Quoted passage:

As I recall, this BIP wasn't merged in any official bitcoin-core clients. You'd have to download alternative versions or patch it yourself. UASF-supporting nodes were by no means dominating the node-network to be a threat. At least that's how I saw it while connecting for my daily sync. Perhaps the s2x was more of a motive. There is a very large community of bitcoiners besides Wu involved with BCH. If you never venture out of bitcointalk.org or /r/bitcoin, I can't blame you for being blind to it. Censorship tends to create echo chambers, to the detriment of the people in those chambers. I never made the claim that BCH is Bitcoin. Clearly that moniker is more closely associated with the Segwit chain. But that may change with time.
My claim is that BCH is more closely aligned with Satoshi's whitepaper. At 1MB and with 2 week difficulty adjustment, the segwit chain is much more fragile than BCH. BCH's mempool has not ever seen backlog and now that the difficulty adjustment algorithm has been upgraded, blocks times are much more reliable than the segwit chain.

What you need to do: Please answer from the post above: what does the writer claim BCH is more closely aligned with?

Dataset:
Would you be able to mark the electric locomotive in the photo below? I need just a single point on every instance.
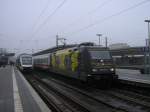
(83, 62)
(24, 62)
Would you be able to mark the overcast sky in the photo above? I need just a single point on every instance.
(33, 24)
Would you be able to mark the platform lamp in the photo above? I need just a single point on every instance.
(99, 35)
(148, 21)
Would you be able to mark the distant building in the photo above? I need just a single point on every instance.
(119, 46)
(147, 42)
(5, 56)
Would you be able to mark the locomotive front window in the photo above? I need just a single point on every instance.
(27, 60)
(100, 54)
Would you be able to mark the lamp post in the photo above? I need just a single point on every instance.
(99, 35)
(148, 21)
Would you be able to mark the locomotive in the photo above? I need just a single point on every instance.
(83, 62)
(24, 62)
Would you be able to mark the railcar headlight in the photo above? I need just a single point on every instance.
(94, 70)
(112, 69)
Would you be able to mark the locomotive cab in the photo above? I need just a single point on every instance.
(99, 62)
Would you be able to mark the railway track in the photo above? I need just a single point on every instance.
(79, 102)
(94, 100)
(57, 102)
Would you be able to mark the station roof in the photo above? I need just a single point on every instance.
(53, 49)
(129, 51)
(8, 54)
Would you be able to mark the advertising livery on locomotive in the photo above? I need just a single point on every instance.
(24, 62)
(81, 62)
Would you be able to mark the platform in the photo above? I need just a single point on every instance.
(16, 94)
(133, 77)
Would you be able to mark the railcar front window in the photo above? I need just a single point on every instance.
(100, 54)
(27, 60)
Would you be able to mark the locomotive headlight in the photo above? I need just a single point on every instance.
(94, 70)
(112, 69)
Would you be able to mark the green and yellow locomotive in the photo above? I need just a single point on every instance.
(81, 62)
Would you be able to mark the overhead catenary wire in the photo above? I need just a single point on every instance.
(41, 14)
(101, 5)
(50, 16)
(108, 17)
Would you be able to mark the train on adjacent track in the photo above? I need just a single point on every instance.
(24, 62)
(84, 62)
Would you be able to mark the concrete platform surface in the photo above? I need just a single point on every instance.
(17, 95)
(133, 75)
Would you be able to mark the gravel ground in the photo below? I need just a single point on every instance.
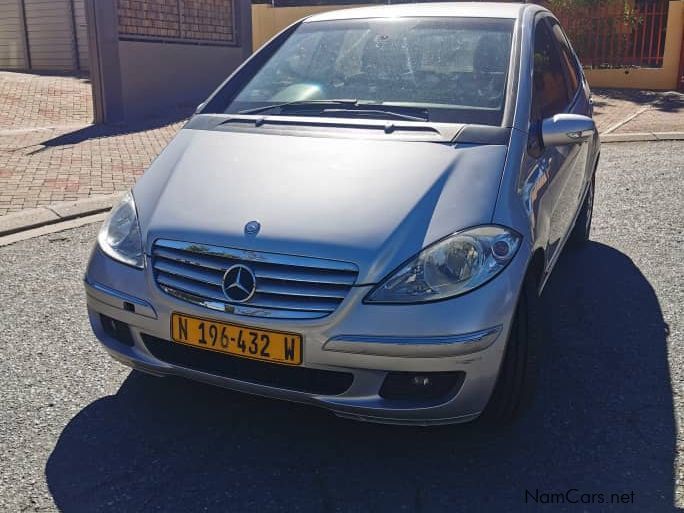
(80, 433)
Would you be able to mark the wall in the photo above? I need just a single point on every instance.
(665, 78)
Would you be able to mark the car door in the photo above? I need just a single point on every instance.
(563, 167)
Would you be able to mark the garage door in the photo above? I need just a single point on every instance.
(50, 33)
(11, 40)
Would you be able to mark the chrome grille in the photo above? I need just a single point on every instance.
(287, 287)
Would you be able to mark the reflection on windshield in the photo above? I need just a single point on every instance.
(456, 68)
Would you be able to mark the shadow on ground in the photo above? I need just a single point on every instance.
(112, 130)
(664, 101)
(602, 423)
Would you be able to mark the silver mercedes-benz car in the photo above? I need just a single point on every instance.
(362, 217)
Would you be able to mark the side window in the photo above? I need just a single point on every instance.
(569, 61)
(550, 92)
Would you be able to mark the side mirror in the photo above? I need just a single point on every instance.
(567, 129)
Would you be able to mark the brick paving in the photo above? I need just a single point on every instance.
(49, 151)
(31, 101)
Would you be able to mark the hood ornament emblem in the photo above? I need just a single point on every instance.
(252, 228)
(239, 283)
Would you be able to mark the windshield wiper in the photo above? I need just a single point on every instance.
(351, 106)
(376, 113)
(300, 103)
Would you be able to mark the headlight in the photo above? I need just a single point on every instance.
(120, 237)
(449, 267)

Task result: Satoshi's whitepaper.